#### Document:
Also, there are cases when one verbal unit (in its original or modified forms) underlies a number of multimodal metonymical or metaphorical representations that occur twice or more times throughout the whole film duration and can be regarded either as separate cinematic metaphors and metonymies, or as one macro cinematic trope. Besides, a particular approach is required in identifying cinematic metaphors and metonymies in the part introducing film titles. The introduction of film titles usually involves a whole complex of overlapped or intertwined metaphorical and metonymic projections. All these cases have been already highlighted in a number of my previous publications (see, e.g. (Zykova 2021, Zykova 2022)].

Thus, identifying the exact quantity of cinematic tropes is directly linked with the problem of syncretism of cinematic images as very intricate heterosemiotic dynamic formations and the problem of their typology. As these problems need special thorough exploration, which the present paper did not aim to conduct, I can make conclusions based on my only general observations. The analysis has shown that the films under study differ both in frequency and types of verbally based cinematic tropes. For instance, in the comedy film “Ya shagayu po Moskve” cinematic metonymies occur much more frequently than cinematic metaphors and cinematic ironies. In contrast, the comedy films “Tri plyus dva” and “Sem' nyanek” are characterized by a great number of cinematic tropes among which cinematic metaphors form the majority of cases. Cinematic irony is seldom used as a separate cinematic trope in all the eight films under consideration. It is mostly integrated into the structure of cinematic metaphors or cinematic metonymies. In all the eight comedies, verbally based cinematic metaphors and cinematic metonymies can have both more complex and more simple inner construction.

4.1. Categorizing verbal units involved in cinematic tropes’ creation

As my research has revealed, a cinematic trope can derive from one or several interlinked verbal units and can have a complex verbal structure. Most typical of all the studied comedy films are the cases when only one verbal unit plays a key role in the construal of a cinematic trope, and this verbal unit has an oral form of expression (i.e. it is usually pronounced in the film by one of the characters).

Two kinds of verbal means are used to construct the cinematic tropes in the Soviet comedy films of the 1960s: non-figurative and figurative. Non-figurative means underlying cinematic figurativeness are represented by such categories of verbal units as interjections, words (nouns and verbs), free word combinations, and sentences. To demonstrate the ways of their involvement into the construction of different cinematic tropes, I will consider two examples.

In the comedy film “Ya shagayu po Moskve”, the word shagat’ (walk) becomes one of the targets of cinematic staging. Shagat’ is a verb that means ‘to move forwards by putting one foot in front of the other’ [MD]. This verb is used in the title and underlies the main cinematic metonymy of street walking as part of the city travelling in the given comedy. Remarkably, this cinematic metonymy emerges many times in the film and has various modulations, cf.:

(4a) “Ya shagayu po Moskve”“I walk the Streets of Moscow” (The cinematic metonymy based on the verb shagat’ see Fig. 8).


Fig. 8. A modulation of the cinematic metonymy of travelling across Moscow

(4b) “Ya shagayu po Moskve” “I walk the Streets of Moscow” (The cinematic metonymy based on the verb shagat’ see Fig. 9).

#### Directives:
1. Based on the passage on cinematic tropes in Soviet comedy films, decide whether each statement is true: (a) In "Ya shagayu po Moskve," cinematic metonymies occur more often than cinematic metaphors. (b) Cinematic irony frequently serves as a separate cinematic trope in the eight films. (c) Adjectives are among the non-figurative verbal means listed. Answer yes or no for each, and quote the deciding words.
2. Reproduce the part of the passage on cinematic tropes in Soviet comedy films starting at "As my research" and ending at "of the characters).".

[Stored dataset items]
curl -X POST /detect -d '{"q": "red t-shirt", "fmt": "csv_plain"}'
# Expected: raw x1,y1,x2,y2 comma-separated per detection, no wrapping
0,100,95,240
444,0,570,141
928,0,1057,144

--

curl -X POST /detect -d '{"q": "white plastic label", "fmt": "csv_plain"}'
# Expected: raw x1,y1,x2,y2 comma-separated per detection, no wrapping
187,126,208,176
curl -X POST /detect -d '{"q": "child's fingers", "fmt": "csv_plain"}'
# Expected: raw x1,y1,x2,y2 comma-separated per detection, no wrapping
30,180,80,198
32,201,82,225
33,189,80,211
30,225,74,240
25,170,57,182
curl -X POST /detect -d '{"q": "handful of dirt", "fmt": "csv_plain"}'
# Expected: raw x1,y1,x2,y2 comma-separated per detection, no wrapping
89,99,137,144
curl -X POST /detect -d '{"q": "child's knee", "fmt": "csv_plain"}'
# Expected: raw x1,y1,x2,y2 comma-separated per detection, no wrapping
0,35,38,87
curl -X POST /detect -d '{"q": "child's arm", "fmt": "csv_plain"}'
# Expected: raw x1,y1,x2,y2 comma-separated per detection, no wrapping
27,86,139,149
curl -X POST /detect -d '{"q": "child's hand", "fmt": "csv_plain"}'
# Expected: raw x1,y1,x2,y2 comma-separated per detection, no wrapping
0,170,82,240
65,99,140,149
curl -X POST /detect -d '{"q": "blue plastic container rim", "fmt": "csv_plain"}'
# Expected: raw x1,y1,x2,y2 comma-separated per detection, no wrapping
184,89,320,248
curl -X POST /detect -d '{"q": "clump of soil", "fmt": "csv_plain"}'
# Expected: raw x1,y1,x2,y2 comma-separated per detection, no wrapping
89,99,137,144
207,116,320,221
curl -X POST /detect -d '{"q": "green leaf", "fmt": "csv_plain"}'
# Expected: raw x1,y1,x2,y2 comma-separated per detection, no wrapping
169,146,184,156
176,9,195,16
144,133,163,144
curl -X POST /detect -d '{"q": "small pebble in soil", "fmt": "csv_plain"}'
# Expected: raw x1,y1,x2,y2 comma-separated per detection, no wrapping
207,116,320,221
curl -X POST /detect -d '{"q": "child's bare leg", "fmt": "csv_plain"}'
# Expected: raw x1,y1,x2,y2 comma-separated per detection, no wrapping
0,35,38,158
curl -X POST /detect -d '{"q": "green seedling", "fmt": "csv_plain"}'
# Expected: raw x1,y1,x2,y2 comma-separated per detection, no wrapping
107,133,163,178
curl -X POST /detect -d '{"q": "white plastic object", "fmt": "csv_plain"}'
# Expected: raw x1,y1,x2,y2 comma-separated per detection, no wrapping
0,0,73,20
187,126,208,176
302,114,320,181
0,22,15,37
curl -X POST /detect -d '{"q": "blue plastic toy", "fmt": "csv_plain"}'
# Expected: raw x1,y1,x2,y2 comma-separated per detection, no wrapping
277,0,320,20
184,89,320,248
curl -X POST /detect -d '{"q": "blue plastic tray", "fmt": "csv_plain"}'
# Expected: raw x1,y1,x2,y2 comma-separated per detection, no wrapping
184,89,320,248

#### Completed exercise:
1.
(a) Yes: "cinematic metonymies occur much more frequently than cinematic metaphors and cinematic ironies"
(b) No: "Cinematic irony is seldom used as a separate cinematic trope in all the eight films under consideration."
(c) No: "represented by such categories of verbal units as interjections, words (nouns and verbs), free word combinations, and sentences"

2.
As my research has revealed, a cinematic trope can derive from one or several interlinked verbal units and can have a complex verbal structure. Most typical of all the studied comedy films are the cases when only one verbal unit plays a key role in the construal of a cinematic trope, and this verbal unit has an oral form of expression (i.e. it is usually pronounced in the film by one of the characters).